── GIVEN DATA ──

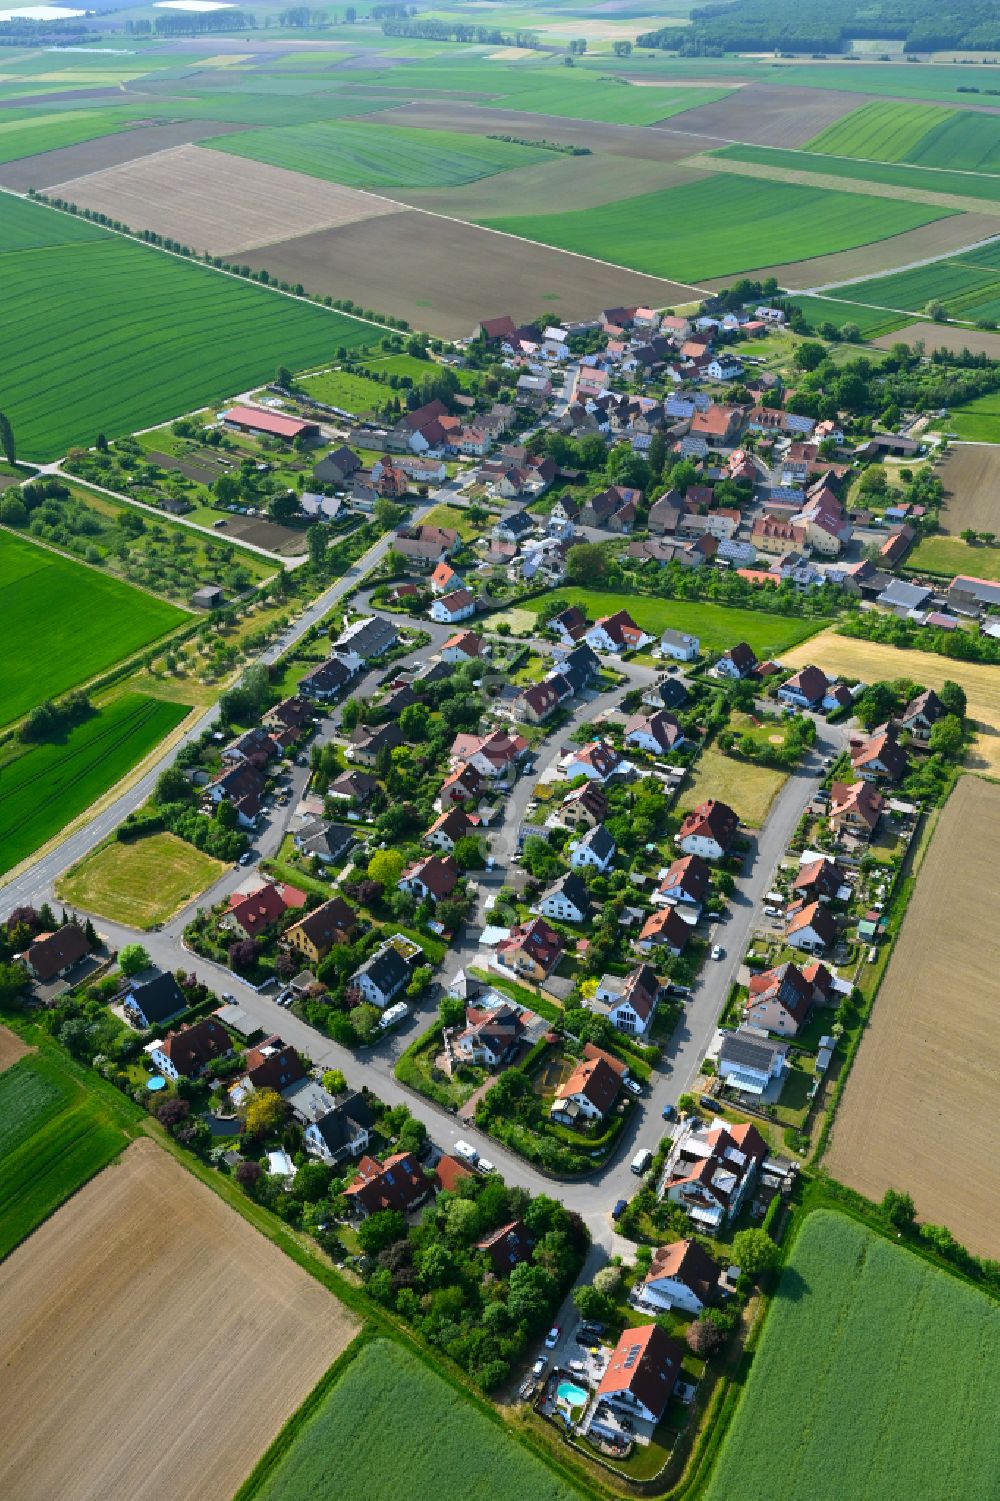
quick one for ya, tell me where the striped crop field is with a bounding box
[806,99,955,162]
[703,1209,1000,1501]
[834,258,1000,316]
[712,143,1000,204]
[0,107,135,166]
[0,693,190,875]
[208,121,556,189]
[0,194,376,459]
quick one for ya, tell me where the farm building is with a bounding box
[221,405,319,442]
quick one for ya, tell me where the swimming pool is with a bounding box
[556,1380,589,1407]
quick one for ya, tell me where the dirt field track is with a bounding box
[0,1023,30,1073]
[784,627,1000,772]
[826,776,1000,1256]
[238,208,702,338]
[0,1139,357,1501]
[653,84,871,148]
[874,320,1000,357]
[933,444,1000,533]
[0,120,246,192]
[48,143,401,255]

───

_TASK DIRECTIONS_
Copy out every line above without change, dropping the pictures.

_YOUR RESPONSE_
quick one for ya, tell me where the striped crop field is with a bounding box
[806,99,955,162]
[703,1209,1000,1501]
[834,258,1000,316]
[712,143,1000,204]
[0,107,135,166]
[0,693,190,875]
[208,121,556,189]
[0,194,376,459]
quick one for ya, tell me where the farm building is with a bounding box
[221,405,319,442]
quick one for ya, tell me where the swimming pool is with a bounding box
[556,1380,589,1407]
quick one for ya, tell me where the dirt field track is with a bounding box
[0,1023,30,1073]
[784,627,1000,772]
[826,776,1000,1256]
[238,208,702,338]
[0,1139,357,1501]
[653,84,871,148]
[874,320,1000,357]
[933,444,1000,533]
[0,120,246,192]
[48,143,401,255]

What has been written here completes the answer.